BEGIN DOCUMENT PASSAGE
Kai Wright: I have to imagine a lot of people over the last couple of years can relate to that thought.
A.O. Scott: It was almost true, I resisted watching it for a very long time. People were talking about it and writing about it, and I even started it on Netflix a few times. It wasn't reviewed as a movie, so I could catch up a little later, but I was just thinking this is a little too close. It's a little too real. I've lived this for 18, 19, 20 months. I'm not sure I want to just go into this other guy's version of it, but it is worth it.
It goes back to what we were saying before about curiosity. It's not a comfortable thing to watch. It's very funny and it's very clever, but it's not a lot of fun. I think there's value in experiences and performances that are troubling or disturbing or too close to home at some point.
Kai Wright: I'm talking with A.O. Scott, co-chief film critic of the New York Times about the best performers issue of The Times Magazine, which is out now. We'll talk more after the break.
Kusha: Hi everyone. This is Kusha, I'm a producer, here's a listener voicemail we got in response to last week's episode about the Supreme court and the current case on abortion. If you have a response to this episode or anything else, email us, the address is firstname.lastname@example.org. Written messages are great, voice recordings, even better. Again, the address is email@example.com. Thanks. Here's the message.
Speaker: This is all about communication and the left is failing at this on so many fronts. In the latest instance, it seems the left is unaware that there are parallel arguments underway. The language of the left is my body, my right, my life, the language of the right is unborn life murder. Brett Kavanaugh's one example of people on the right who seem to have appropriated the language of the left to shut down an unwanted discussion by saying he was offended, which is considered a concept of the left.
I've heard some anti-vaxxers using the, "My body, my right," argument against being vaccinated. Once victories is in steering, the language of the argument are had then more new wants, loftier concrete ideas can be introduced. This is what I'm trying to say.
Kai Wright: That's a little collection of sounds from the big and little screen this year meaning of which maybe sparks some emotional memories for some of you. We heard a bit, let me take some of them off here. We heard a bit of West Side Story, The Green Night, Squid Game, Tick, Tick... Boom, In the Heights, Judas and the Black Messiah, Succession, of course, and Summer Of Soul. Maybe some of those are on your own best-of list for 2021.
If so, call us up. Tell us why. I want to hear all of your recommendations for art and culture that grabbed you this year. It can be movies, TV, books, whatever, but which pieces told us something about ourselves and our society right now, and why?. (212)-433-WNYC that's (212)-433-9692, you can also tweet us using the #USofanxiety. I'm joined by A.O. Scott, the co-chief film critic of the New York Times. Tony, before the break we were talking about loneliness in Bo Burnham's Inside.
There's another film that makes or set of performances that make your best of list that I also love. This is Passing with both Ruth Negga and Tessa Thompson. They're playing the main characters in an adaptation of Nella Larsen's 1929 novel. It's about a Black woman passing as white, but actually who's dancing around the fictional color line in general and loneliness and performance.
Both of these two things we were talking about before the break are a big part of what's happening in their characters. What struck you in the film?
A.O. Scott: Exactly as you say, we sometimes have an idea that we have some authentic self and that performance is a way of dissembling or disguising or getting away from that self. What Passing does so brilliantly and disturbingly is to show how on both sides of that it doesn't quite work. You have these two women who both Black women who have known each other since childhood, and they encounter each other in Manhattan one day, it said in the 1920s.
END DOCUMENT PASSAGE
BEGIN RECORDS SHOWN
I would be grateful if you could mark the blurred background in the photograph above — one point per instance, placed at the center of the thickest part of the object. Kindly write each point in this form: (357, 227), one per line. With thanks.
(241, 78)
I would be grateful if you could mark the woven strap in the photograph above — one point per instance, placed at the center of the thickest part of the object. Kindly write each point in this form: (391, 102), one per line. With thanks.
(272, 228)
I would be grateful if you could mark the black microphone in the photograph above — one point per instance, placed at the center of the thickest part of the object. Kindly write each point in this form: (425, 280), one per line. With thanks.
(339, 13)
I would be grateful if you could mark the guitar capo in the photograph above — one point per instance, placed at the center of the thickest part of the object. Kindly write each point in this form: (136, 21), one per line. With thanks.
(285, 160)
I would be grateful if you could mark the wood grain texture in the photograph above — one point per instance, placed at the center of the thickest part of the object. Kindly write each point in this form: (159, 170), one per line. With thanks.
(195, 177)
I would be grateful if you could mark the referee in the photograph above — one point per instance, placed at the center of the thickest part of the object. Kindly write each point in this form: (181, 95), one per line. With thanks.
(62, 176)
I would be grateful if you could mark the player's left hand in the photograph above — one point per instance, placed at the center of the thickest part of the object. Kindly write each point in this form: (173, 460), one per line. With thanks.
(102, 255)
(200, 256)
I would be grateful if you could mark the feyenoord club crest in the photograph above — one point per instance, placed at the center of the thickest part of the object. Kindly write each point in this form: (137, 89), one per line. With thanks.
END RECORDS SHOWN
* ABOUT THIS TASK *
Please carry on the radio interview transcript with A.O. Scott from its last sentence.

* ANSWER *
The character played by Ruth Negga is living as a white woman. She's married to a quite racist white man but the first thing that you see in the movie is the other character, Tessa Thompson, who lives in Harlem, is married to a Black doctor, is living a very respectable upper-middle-class life there. You see her being mistaken for a white woman. You see her inadvertently unintentionally, accidentally passing and she becomes more and more obsessed and frustrated with her friend and also more confined and frustrated by the performance that she has to put on as a respectable wife and mother and upstanding citizen.
What's fascinating is that the Ruth Negga character experiences the freedom and also the risk and danger of her performance and of her crossing back and forth. A lot of the times she comes up to Harlem and it's not clear what anyone up there thinks or knows about who she might be and what her background might be, but she does it with a great deal of mischief and improvisational brilliance, and also a great sense of risk.
Whereas Tessa Thompson character who is increasingly obsessed with her and I think in love with her, feels more and more hemmed in and constrained and imprisoned by her performance, which the world wouldn't even recognize as performance. This is just her being who she is.
Kai Wright: That's what I love is it's not nominally a performance, she's just performing being middle class and being Black and being okay when she's not, she's not happy. The only thing that's true about that is that she's Black.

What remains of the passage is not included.